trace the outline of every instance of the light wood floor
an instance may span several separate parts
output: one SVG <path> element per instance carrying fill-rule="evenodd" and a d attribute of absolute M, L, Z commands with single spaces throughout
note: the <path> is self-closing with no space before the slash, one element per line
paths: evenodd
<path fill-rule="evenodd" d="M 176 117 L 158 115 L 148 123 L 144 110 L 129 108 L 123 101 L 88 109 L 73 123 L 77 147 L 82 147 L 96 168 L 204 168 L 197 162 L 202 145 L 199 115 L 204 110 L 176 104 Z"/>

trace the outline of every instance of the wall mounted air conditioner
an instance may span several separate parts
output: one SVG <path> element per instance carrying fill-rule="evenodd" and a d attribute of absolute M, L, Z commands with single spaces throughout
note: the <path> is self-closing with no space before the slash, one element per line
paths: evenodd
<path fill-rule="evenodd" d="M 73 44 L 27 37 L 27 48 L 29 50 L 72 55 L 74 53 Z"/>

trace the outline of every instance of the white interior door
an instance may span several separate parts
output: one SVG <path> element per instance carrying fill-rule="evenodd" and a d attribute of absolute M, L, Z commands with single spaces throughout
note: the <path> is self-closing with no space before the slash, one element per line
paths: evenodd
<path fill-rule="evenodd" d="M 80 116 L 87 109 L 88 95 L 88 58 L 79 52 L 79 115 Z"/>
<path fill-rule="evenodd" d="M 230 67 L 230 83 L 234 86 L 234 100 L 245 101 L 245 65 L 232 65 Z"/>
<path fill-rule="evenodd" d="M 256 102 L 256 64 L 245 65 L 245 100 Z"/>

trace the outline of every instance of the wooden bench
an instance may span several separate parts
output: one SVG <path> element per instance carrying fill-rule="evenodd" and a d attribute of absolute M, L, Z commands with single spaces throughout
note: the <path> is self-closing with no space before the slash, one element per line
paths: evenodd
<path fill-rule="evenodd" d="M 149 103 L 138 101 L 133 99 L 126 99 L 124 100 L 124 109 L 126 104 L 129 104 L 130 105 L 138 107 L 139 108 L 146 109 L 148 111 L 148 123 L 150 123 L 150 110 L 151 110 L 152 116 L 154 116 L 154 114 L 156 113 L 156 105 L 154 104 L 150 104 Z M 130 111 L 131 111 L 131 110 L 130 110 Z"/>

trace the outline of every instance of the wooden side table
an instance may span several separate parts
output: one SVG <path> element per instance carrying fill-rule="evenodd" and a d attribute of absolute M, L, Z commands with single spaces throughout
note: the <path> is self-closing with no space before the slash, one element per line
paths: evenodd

# # #

Reproduce the rows from their first line through the line containing "256 102 L 256", both lines included, leaving the request lines unchanged. In the path answers, scale every coordinate by 0.7 and round each result to a whole number, with halves rounded up.

- _RESPONSE TO THIS TASK_
trace the outline of every instance of the light wood floor
an instance may span several separate parts
output: one SVG <path> element per instance carrying fill-rule="evenodd" and a d attribute of absolute M, L, Z commands with single spaces throughout
note: the <path> is self-closing with no space before the slash, one element per line
paths: evenodd
<path fill-rule="evenodd" d="M 123 82 L 111 81 L 104 86 L 101 77 L 90 76 L 86 71 L 62 76 L 51 86 L 54 103 L 57 103 L 67 118 L 143 118 L 138 113 L 141 102 L 139 81 L 143 77 L 123 73 Z"/>

trace the outline of every instance of the wall mounted air conditioner
an instance may span several separate parts
output: one SVG <path> element per instance carrying fill-rule="evenodd" and a d attribute of absolute M, L, Z commands with single spaces throughout
note: the <path> is self-closing with no space before the slash, one element per line
paths: evenodd
<path fill-rule="evenodd" d="M 51 31 L 19 26 L 19 34 L 20 35 L 50 39 L 52 37 Z"/>

trace the outline of every instance of the white interior door
an instance may span several separate parts
output: one SVG <path> element per instance carrying fill-rule="evenodd" and a d attribute of absolute M, L, Z commands with single spaces throughout
note: the <path> is self-closing with no space before the slash, one element per line
paths: evenodd
<path fill-rule="evenodd" d="M 56 81 L 61 76 L 62 67 L 62 41 L 55 36 L 55 81 Z"/>
<path fill-rule="evenodd" d="M 161 47 L 161 58 L 164 60 L 164 70 L 172 71 L 172 46 L 162 46 Z"/>
<path fill-rule="evenodd" d="M 179 71 L 179 45 L 172 46 L 172 70 Z"/>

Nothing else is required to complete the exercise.